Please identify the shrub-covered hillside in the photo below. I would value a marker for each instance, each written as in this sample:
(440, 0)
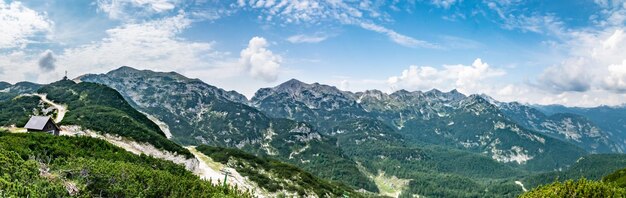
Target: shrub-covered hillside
(41, 165)
(92, 106)
(612, 185)
(274, 175)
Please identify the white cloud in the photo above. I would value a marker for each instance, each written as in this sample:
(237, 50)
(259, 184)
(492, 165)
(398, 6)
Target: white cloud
(302, 38)
(467, 78)
(398, 38)
(594, 59)
(616, 80)
(260, 61)
(445, 3)
(152, 44)
(358, 13)
(127, 9)
(19, 25)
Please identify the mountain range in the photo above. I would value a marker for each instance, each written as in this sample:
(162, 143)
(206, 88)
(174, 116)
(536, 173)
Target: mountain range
(403, 143)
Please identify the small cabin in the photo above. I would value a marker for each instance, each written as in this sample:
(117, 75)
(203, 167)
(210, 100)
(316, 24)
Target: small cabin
(43, 124)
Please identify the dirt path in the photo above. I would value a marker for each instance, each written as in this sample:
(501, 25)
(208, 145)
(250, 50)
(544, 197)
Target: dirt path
(519, 183)
(61, 109)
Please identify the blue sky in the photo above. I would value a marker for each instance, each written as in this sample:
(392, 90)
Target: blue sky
(545, 52)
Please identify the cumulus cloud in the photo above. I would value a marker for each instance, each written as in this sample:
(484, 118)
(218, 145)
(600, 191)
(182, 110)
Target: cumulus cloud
(466, 78)
(302, 38)
(260, 61)
(20, 25)
(356, 13)
(444, 3)
(594, 61)
(47, 62)
(126, 9)
(398, 38)
(616, 80)
(152, 44)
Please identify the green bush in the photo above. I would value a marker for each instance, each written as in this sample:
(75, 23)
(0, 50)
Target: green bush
(95, 167)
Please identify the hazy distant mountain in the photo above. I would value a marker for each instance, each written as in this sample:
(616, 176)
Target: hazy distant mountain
(197, 113)
(370, 137)
(574, 128)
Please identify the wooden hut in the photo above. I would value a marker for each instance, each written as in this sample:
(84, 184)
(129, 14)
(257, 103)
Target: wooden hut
(43, 124)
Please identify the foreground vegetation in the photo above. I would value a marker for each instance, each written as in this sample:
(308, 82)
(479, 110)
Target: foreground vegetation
(41, 165)
(612, 185)
(274, 175)
(92, 106)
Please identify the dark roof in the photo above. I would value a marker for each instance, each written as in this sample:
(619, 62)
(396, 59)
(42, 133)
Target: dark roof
(37, 122)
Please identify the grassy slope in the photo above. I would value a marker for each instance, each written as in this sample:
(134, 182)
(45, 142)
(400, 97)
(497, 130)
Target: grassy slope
(94, 167)
(103, 109)
(274, 175)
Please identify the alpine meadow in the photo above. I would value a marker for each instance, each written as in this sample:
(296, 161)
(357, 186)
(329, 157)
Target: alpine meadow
(313, 98)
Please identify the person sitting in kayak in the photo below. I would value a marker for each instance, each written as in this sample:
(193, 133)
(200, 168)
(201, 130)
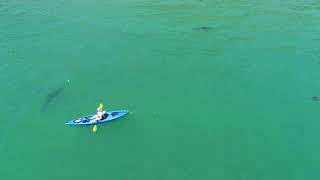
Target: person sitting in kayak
(100, 113)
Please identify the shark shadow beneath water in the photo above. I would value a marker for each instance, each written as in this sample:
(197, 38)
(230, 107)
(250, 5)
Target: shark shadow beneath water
(51, 97)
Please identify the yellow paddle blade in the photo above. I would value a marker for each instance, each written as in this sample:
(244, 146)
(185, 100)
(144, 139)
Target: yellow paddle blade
(94, 129)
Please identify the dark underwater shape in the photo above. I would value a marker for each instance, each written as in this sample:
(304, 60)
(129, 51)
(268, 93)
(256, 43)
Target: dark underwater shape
(202, 28)
(315, 98)
(51, 97)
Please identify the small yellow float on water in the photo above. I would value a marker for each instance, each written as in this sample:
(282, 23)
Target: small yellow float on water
(94, 129)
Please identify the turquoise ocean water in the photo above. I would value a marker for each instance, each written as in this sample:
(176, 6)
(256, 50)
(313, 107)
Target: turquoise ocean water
(226, 90)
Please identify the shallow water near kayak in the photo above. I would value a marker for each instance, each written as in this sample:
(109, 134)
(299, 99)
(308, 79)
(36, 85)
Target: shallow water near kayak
(216, 89)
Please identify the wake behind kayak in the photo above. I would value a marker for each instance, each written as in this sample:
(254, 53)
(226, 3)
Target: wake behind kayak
(109, 116)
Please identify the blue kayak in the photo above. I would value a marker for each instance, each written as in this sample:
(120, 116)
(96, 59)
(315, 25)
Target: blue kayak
(109, 116)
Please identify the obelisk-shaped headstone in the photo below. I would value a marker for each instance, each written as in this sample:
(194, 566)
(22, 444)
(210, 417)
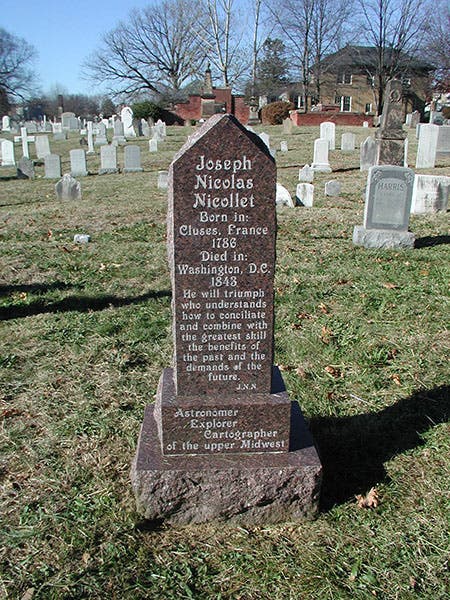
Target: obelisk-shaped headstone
(222, 417)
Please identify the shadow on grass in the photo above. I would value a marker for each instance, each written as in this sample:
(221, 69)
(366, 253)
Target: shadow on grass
(354, 449)
(428, 241)
(77, 303)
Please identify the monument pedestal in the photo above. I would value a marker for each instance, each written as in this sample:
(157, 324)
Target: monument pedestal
(242, 489)
(382, 238)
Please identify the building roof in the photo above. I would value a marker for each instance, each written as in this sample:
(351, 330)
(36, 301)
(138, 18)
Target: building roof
(365, 56)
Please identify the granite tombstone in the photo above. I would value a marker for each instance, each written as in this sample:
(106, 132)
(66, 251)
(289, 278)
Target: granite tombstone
(387, 209)
(218, 443)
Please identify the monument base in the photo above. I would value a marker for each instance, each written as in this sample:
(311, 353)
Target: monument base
(243, 489)
(382, 238)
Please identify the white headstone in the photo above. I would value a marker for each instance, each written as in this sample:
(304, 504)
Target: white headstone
(333, 188)
(426, 151)
(283, 197)
(306, 174)
(305, 194)
(320, 161)
(348, 142)
(328, 132)
(126, 115)
(78, 163)
(430, 194)
(367, 154)
(8, 154)
(42, 146)
(108, 160)
(132, 159)
(52, 164)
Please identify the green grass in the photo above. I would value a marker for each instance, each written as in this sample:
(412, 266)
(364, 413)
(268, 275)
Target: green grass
(362, 338)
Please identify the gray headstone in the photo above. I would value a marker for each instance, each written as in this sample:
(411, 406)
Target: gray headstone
(68, 188)
(426, 150)
(305, 194)
(7, 149)
(333, 188)
(306, 174)
(328, 132)
(283, 197)
(368, 154)
(348, 142)
(78, 163)
(42, 146)
(163, 180)
(25, 168)
(430, 194)
(320, 160)
(108, 160)
(132, 159)
(52, 166)
(387, 209)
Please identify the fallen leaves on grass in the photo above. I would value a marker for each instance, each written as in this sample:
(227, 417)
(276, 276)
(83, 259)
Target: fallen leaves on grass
(370, 500)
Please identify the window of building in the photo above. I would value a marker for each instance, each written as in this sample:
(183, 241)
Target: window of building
(344, 77)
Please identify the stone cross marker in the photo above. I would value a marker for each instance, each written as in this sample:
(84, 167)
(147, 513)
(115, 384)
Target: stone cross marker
(222, 417)
(391, 137)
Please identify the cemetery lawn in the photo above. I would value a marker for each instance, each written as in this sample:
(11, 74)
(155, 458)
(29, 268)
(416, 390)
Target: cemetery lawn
(361, 337)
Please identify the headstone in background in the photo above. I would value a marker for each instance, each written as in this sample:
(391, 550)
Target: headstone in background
(283, 197)
(348, 142)
(265, 138)
(426, 150)
(306, 174)
(7, 148)
(217, 442)
(328, 132)
(119, 136)
(163, 180)
(25, 168)
(390, 137)
(145, 128)
(65, 119)
(132, 159)
(333, 188)
(430, 194)
(443, 143)
(42, 146)
(68, 188)
(287, 126)
(367, 154)
(78, 163)
(320, 160)
(52, 165)
(108, 160)
(387, 209)
(126, 115)
(100, 138)
(305, 194)
(90, 136)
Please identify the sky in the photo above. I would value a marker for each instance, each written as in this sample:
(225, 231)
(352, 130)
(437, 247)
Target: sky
(64, 34)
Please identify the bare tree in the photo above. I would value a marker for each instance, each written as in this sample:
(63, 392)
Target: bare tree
(394, 28)
(16, 77)
(222, 39)
(156, 50)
• • • • •
## WHAT TO DO
Copy, character for character, the lines from the line that holds "Please identify the fallen" through the final line of the records above.

## FINAL RESULT
Please identify the fallen leaves on grass in the photo above. I would value a marker for each instance, each written as in this sample:
(227, 417)
(276, 276)
(83, 259)
Target: fallen leaves on grass
(370, 500)
Please identify the window of building in the photo above. I would value a marker for each instance, each written as in this sample:
(183, 241)
Target: window of building
(344, 77)
Please identify the stone cross marker in the photo above. I would value a marker for each instance, each written as in this sample:
(84, 167)
(147, 513)
(115, 384)
Target: stone cross marker
(222, 417)
(391, 137)
Please identify the cemetery lawn in the photo above. I would value a marker for each instance, each written as in this sample:
(11, 74)
(155, 458)
(29, 268)
(416, 390)
Target: cemetery lawn
(361, 337)
Please identify the headstone in background in the photo above. I would value a marker for each instance, each written as in this sample:
(391, 550)
Target: headstone in background
(283, 197)
(348, 142)
(265, 138)
(426, 150)
(306, 174)
(7, 148)
(217, 442)
(328, 132)
(119, 136)
(163, 180)
(25, 168)
(390, 137)
(145, 128)
(65, 119)
(132, 159)
(333, 188)
(430, 194)
(443, 143)
(42, 146)
(68, 188)
(287, 126)
(367, 154)
(78, 163)
(320, 160)
(52, 165)
(108, 160)
(387, 209)
(126, 115)
(100, 138)
(305, 194)
(90, 136)
Please identify the sky in the photo above. I would value a marker for each instance, each written as in this sample:
(225, 231)
(352, 130)
(437, 247)
Target: sky
(64, 34)
Please identify the bare tree in the photo above. I would value a marker for each instance, each written as in this sample:
(63, 392)
Target: bare tree
(394, 28)
(16, 77)
(222, 39)
(156, 50)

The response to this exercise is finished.